Items taken from a data source
──────────────────────────────
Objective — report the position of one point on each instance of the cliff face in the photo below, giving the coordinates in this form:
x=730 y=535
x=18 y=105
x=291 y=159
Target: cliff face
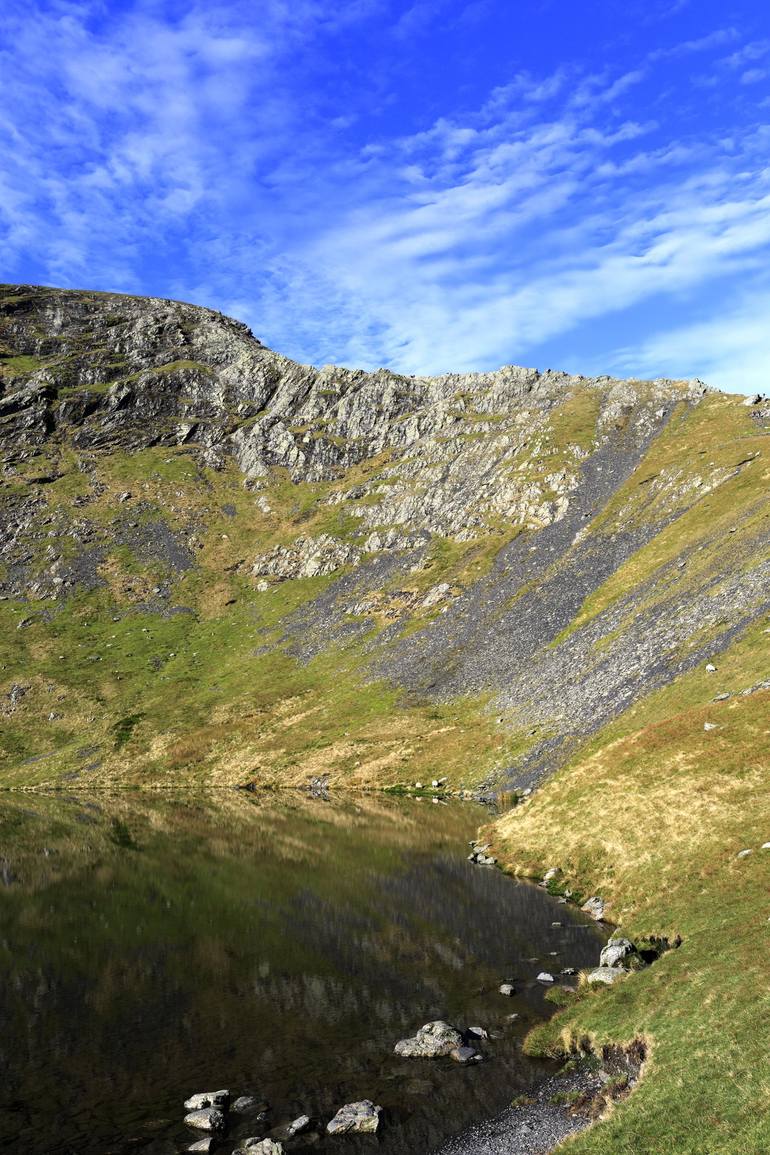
x=217 y=564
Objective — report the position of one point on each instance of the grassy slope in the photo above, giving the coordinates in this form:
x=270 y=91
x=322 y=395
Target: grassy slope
──────────────────────────────
**Instructions for the task**.
Please print each of the records above word for word, leaving the pictures out.

**Reply**.
Objective — report the position of one point on each instance of the cliff face in the photo below, giving the coordinates in this form:
x=730 y=535
x=18 y=105
x=291 y=159
Target: cliff face
x=217 y=564
Objective — report the position of one point on each instance of the grassy slope in the photo above, giving the coordinates in this form:
x=270 y=91
x=322 y=395
Target: grassy slope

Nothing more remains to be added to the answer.